■ WHAT YOU NEED TO DO: According to the forum discussion below about a space elevator, why would parts made in microgravity last longer? Answer in one to three sentences.

■ EXTRACT PROVIDED:
○ ○ ○ ○ ○ ○ ○

And thanks to NASA’s research into manufacturing in microgravity environments a unique form of glass has been created which
If something like the space elevator comes about (i.e. a cheap way to get to Earth orbit), you can expect to see the majority of manufacturing jobs move to space. Why? Because the microgravity environment enables us to do things that we simply can’t do here on Earth. Perfect ball bearings is an example, they’ll have a longer life, and lower friction resistance than bearings made on Earth. This means cars will get better gas milage (thus saving fuel) and last longer (thus saving materials). Parts can be made with greater precision, since they won’t sag under their own weight due to being in a gravity field, so they’ll last longer (Ford discovered back in the 1980s that transmissions made to closer tolerances needed fewer repairs than ones made to looser tolerances.), and experiments have shown that castings made in microgravity environments are stronger and lighter than castings made here on Earth (not to mention that the material is evenly distributed throughout the mold, instead of being concentrated at the bottom of the mold).
A space elevator means lots of cheap, reliable solar power for the Earth (the nanotube cable will conduct electricity quite well), this means less reliance on fossil fuels, which means less pollution. So what if humans can’t live easily on Mars? There’s enough positives in just being able to get to Earth orbit cheaply to make it worth the effort. Besides, as Robert A. Heinlein put it, “Once you’re in orbit, you’re halfway to anywhere.”
An interview with the heads of the Prometheus Project can be found here. In reading the interview, it doesn’t look like the engines will enable faster travel times, though they will last longer than current ion-engine designs.
Thanks for the link. It’s very interesting. But I didn’t really get the sense that the HiPEP engine wouldn’t allow faster travel times. Basically, with this engine you get a lot more total impulse, because it has a higher specific impulse than chemical rockets and can fire for a much longer period of time.

○ ○ ○ ○ ○ ○ ○

■ PROVIDED DATA:
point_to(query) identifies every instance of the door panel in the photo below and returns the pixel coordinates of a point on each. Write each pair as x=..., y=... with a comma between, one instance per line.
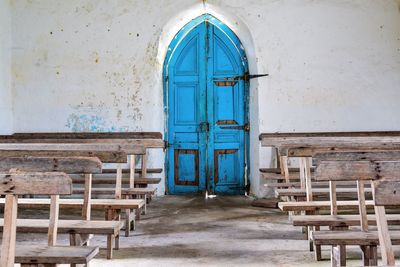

○ ○ ○ ○ ○ ○ ○

■ ANSWER SECTION: They can be made with greater precision because they won't sag under their own weight the way they do in a gravity field. The post supports this with Ford's finding in the 1980s that transmissions made to closer tolerances needed fewer repairs than ones made to looser tolerances.